~Escapable, Span, Ownership Annotations, etc

I need some time to think about it and inspect the Spaan implementation you have provided in godbolt. Thank you for your detailed insights and clarifications!

I think this is quite elegant and is probably easier for beginners to understand. I wonder how this would play out with MutableSpan, though. Thinking out loud here: it makes sense to me to expose Span as borrowing or yielding; however, it seems unintuitive to expose MutableSpan as inout (it's still a view into the base collection and we're not actually modifying the view itself).

What is escapability needed for apart from optimizing closure allocations? Also, while developing Hylo, did you encounter any corner cases that require ~Escapable (but don't justify the complexity of supporting it in the language).

I’ve been following this discussion to better understand the fundamental divergence in the models being compared here.

Maybe I've misunderstood, as very little code has been brought to the discussion so far to demonstrate the practical differences between the models. However, it seems to me that the core difference isn't whether lifetimes exist, as they are involved in both models, but rather where the language models them:

• The Yielding Model: Escapability and lifetime are properties of the binding. The lifetime is enforced by control flow (the structural scope of the yielded accessor). Essentially, we tie the lifetime of the resulting binding to the lifetime of all arguments; consequently, we don't need "lifetime" as a separate language construct.
• The "Returning a Reference" Model: The lifetime of the return value is explicitly declared. To support this, the returned type must make no assumptions about escapability, necessitating ~Escapable.

In the yielding model, we get safety "for free" because the stack frame implies the lifetime. In the returning model, we lose that stack context the moment we return a value, so we must reconstruct that safety using a more complex type system.

Both examples provided so far (the min subscript and the Span-yielding subscript) are covered by both models because, in both cases, the result depends on all arguments. This also aligns with the code I've been playing with after reading the Borrow/Inout types pitch (Compiler Explorer).

To identify a real point of divergence, I'll expand on the min subscript example. In the Yielding model, the "lifetime" of an access is the entire duration of the suspended coroutine. This leads to the "scope-locking" of disjoint arguments:

subscript sorted<T>(x: inout T, y: inout T, by comp: borrowing (T, T) -> Bool) inout -> (T, T) {
  if comp(x, y) { 
    yield (&x, &y) 
  } else { 
    yield (&y, &x) 
  }
}

func main() {
  var x = 1
  var y = 2
  let f: (Int, Int) -> Bool = { $0 < $1 }

  inout (min, max) = &sorted[&x, &y, f] 

  // While 'min' and 'max' bindings are alive, 'f' is effectively locked because 
  // the 'sorted' accessor is still suspended. We cannot mutate or move 'f'.
  &min += 1 
}

In the Returning model, the function returns references and the stack frame is popped. The compiler can use named lifetimes to see that the result depends on x and y, but not on f. To achieve that same granularity in the Yielding model (releasing f while the binding is still active), we would have to introduce a way to annotate disjoint lifetimes of arguments within the signature, effectively reinventing named lifetimes.

@dabrahams @Alvae Do I understand correctly that the bet here is that these cases are so rare that the language can simply accept the "scope-locking" of disjoint arguments as a negligible cost in exchange for a much simpler overall system?

That is a very accurate description I think.

=======

--- Given exercise ---
According to the thread, why can't 'f' be mutated or moved while the 'min' and 'max' bindings are alive? The items that follow aren't needed for anything here.

=======

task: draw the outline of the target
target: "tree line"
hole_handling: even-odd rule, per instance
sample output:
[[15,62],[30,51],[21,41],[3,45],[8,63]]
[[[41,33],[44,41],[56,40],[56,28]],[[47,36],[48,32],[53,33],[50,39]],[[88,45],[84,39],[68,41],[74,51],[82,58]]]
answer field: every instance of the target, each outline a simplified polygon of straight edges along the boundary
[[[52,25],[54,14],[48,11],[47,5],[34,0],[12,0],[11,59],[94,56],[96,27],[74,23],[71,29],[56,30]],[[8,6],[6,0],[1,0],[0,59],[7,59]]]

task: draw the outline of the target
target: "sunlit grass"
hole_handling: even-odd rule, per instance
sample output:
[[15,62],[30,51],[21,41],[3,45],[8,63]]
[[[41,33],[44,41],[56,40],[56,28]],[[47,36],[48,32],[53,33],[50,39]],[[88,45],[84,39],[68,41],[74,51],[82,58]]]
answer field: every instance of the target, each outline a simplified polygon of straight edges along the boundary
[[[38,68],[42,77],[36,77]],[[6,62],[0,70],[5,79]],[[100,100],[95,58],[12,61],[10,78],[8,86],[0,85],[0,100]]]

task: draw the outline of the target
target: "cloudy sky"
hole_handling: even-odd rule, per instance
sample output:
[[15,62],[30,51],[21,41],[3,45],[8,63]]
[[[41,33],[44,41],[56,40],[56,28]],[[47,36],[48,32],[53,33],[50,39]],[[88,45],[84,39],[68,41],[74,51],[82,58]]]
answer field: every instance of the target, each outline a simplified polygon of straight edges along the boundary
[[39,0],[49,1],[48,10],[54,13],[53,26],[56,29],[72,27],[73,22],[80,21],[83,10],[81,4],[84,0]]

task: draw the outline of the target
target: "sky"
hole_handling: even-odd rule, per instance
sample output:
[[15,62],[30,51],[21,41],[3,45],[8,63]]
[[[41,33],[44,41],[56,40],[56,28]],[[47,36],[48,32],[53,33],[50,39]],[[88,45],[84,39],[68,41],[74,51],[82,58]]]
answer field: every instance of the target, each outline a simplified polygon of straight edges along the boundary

=======

--- Exercise response ---
The 'sorted' accessor is still suspended, so 'f' is effectively locked.